Stored items
┌────────

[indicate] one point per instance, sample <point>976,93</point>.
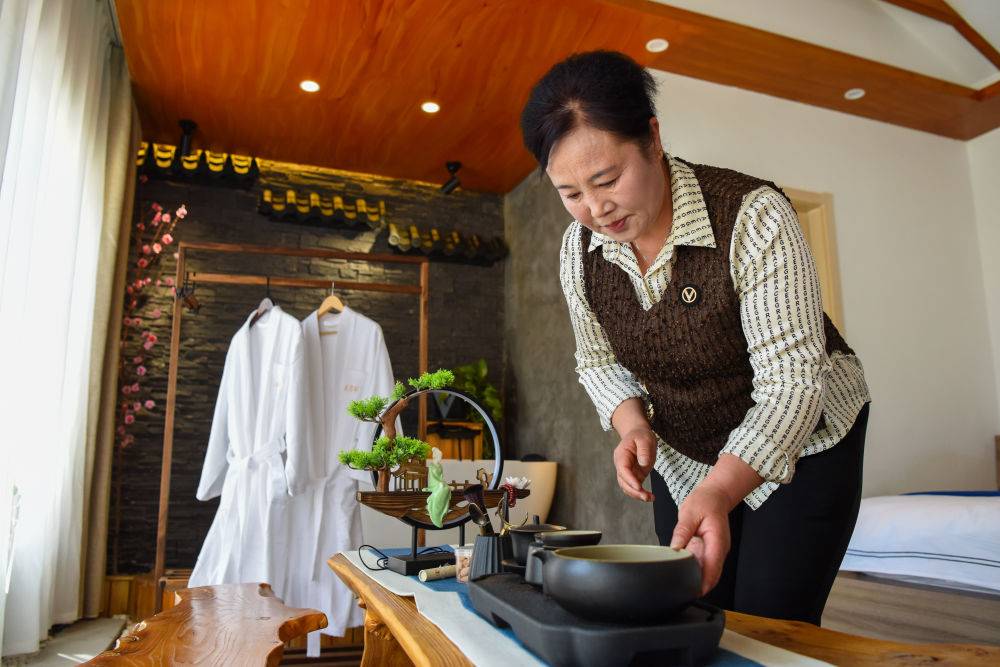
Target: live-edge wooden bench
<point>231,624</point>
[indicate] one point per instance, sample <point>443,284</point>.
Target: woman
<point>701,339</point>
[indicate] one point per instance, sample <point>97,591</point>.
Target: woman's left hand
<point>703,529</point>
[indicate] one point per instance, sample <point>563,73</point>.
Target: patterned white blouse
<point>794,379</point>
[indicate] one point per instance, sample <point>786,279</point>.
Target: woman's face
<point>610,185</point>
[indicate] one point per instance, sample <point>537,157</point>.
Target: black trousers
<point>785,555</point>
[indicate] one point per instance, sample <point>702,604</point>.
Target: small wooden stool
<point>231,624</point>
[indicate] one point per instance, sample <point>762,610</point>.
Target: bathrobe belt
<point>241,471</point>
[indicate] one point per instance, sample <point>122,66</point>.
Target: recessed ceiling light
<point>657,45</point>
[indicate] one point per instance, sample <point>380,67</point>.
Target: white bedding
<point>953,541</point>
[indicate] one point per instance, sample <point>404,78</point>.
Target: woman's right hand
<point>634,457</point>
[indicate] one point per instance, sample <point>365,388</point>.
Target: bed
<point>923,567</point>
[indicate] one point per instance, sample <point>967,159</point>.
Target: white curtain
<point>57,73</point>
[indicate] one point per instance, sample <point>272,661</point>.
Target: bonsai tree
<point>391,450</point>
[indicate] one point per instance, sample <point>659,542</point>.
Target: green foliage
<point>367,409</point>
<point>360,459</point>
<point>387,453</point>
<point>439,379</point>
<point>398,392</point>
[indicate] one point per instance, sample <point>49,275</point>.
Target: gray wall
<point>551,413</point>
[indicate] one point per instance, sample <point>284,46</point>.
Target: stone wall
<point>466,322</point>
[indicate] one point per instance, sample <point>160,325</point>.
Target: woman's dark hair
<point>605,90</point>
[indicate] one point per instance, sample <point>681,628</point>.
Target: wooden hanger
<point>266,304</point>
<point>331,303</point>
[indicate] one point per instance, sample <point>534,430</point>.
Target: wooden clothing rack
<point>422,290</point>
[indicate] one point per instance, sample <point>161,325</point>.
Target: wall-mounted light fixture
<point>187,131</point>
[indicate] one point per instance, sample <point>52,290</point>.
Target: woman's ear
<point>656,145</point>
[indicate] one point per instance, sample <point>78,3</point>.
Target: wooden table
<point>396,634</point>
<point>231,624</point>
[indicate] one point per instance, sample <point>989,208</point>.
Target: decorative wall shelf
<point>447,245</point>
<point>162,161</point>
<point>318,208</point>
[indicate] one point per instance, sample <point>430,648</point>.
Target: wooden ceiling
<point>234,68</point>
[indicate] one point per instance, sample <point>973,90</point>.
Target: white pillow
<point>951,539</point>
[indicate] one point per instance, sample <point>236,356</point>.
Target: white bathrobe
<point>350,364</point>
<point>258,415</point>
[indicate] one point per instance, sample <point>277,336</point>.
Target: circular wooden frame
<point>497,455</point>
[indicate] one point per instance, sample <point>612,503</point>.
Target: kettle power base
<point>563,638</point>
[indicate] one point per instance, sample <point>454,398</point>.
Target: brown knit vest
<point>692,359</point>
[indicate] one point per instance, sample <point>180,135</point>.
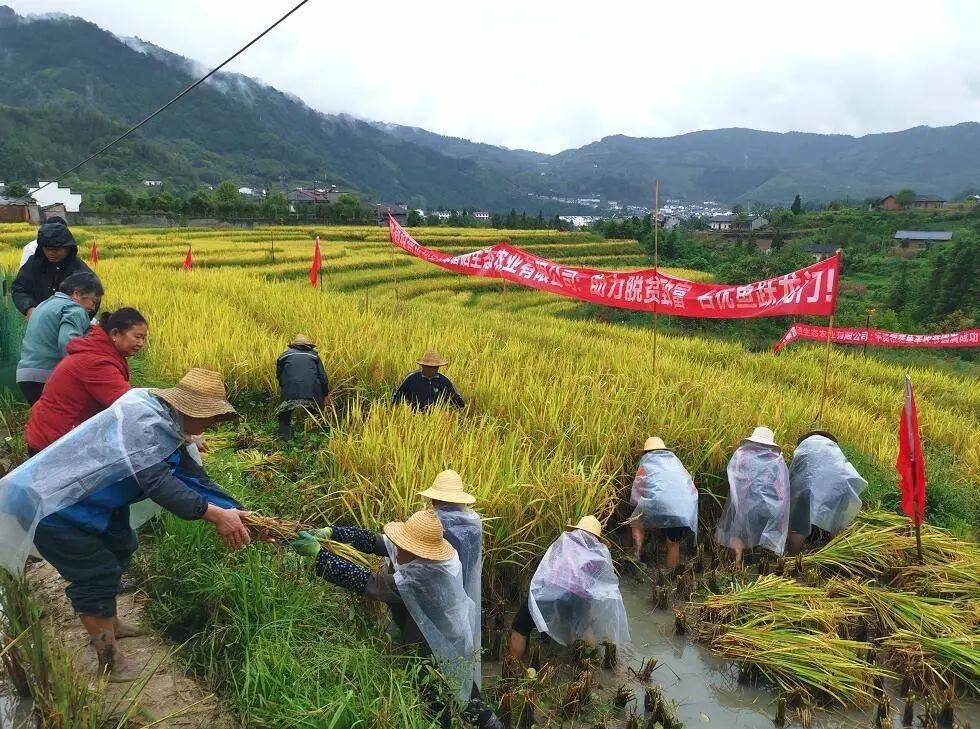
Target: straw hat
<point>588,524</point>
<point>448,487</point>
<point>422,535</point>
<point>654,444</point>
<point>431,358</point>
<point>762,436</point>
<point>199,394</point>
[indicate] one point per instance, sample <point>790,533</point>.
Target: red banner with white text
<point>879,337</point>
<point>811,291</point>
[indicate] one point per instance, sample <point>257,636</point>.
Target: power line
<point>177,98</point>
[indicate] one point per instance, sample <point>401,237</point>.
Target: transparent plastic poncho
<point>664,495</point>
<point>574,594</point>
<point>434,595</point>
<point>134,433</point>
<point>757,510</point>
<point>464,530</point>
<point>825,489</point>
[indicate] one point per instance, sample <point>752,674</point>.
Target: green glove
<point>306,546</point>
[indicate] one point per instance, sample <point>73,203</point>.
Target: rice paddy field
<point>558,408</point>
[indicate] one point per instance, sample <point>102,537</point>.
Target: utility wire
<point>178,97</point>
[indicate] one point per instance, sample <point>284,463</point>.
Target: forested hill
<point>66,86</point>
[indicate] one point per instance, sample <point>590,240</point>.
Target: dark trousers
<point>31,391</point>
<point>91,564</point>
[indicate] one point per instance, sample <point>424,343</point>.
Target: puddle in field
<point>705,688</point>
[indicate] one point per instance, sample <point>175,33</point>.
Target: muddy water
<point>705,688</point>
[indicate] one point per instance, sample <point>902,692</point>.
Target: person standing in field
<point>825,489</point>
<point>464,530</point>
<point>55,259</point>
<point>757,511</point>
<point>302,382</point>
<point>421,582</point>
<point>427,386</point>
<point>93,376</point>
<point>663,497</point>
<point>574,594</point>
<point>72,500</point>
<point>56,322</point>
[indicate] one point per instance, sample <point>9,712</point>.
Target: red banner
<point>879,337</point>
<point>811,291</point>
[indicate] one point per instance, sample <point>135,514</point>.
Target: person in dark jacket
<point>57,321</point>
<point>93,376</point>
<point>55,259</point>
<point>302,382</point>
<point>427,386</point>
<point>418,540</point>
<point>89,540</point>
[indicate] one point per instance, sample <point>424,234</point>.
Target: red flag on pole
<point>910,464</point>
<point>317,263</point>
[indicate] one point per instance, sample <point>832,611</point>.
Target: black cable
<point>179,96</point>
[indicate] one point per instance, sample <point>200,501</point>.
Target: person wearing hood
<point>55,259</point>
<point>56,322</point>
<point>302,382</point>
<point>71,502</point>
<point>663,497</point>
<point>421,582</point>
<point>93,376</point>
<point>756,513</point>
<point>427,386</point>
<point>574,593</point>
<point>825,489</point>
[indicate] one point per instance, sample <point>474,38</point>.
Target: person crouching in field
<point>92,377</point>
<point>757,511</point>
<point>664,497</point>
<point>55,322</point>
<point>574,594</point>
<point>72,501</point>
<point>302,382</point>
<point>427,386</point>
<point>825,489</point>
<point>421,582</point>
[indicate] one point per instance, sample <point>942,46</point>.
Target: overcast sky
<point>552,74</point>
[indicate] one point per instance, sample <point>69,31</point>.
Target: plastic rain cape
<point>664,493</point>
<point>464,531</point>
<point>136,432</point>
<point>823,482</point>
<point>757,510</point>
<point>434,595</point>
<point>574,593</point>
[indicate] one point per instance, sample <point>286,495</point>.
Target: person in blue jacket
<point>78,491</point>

└────────

### Prompt
Reproduce every line from the line with "[indicate] one point per instance, sample <point>52,290</point>." up to and including the line with "<point>177,98</point>", multiplying each answer point's coordinates by 1.2 and rounding them to whole numbers, with halves rounded up. Keep the sample coordinates and all other wording unchanged, and leave the picture markers out of your answer.

### Solution to this exercise
[indicate] one point per instance, sample <point>52,290</point>.
Target: woman's ear
<point>787,174</point>
[indicate] one point per instance, sample <point>78,3</point>.
Target: wooden table
<point>475,761</point>
<point>277,749</point>
[indicate] one point per instance, sample <point>989,208</point>.
Target: decorative wall shelf
<point>536,294</point>
<point>194,193</point>
<point>382,250</point>
[indicate] one point per instance, sample <point>430,648</point>.
Target: wooden ceiling
<point>281,82</point>
[indicate] one point per instance, sample <point>973,90</point>.
Target: white pillow
<point>1141,647</point>
[indicate] one point per instance, sample <point>236,356</point>.
Target: white bathrobe
<point>420,437</point>
<point>310,498</point>
[indicate] one point per instance, sample <point>277,336</point>.
Target: circular wooden frame
<point>596,546</point>
[indicate] one point per instance, sample <point>612,503</point>.
Target: kettle power base
<point>676,766</point>
[indicate] one point per instance, sample <point>454,398</point>.
Target: brown knit vest
<point>830,431</point>
[indicate] one point per instance, sample <point>180,135</point>.
Target: straw hat
<point>706,629</point>
<point>538,584</point>
<point>506,642</point>
<point>785,533</point>
<point>517,430</point>
<point>914,523</point>
<point>239,473</point>
[indicate] one point per instance, sample <point>790,533</point>.
Target: red banner with white text
<point>1055,404</point>
<point>973,349</point>
[indicate] one point per instance, sample <point>257,636</point>.
Target: power line
<point>212,118</point>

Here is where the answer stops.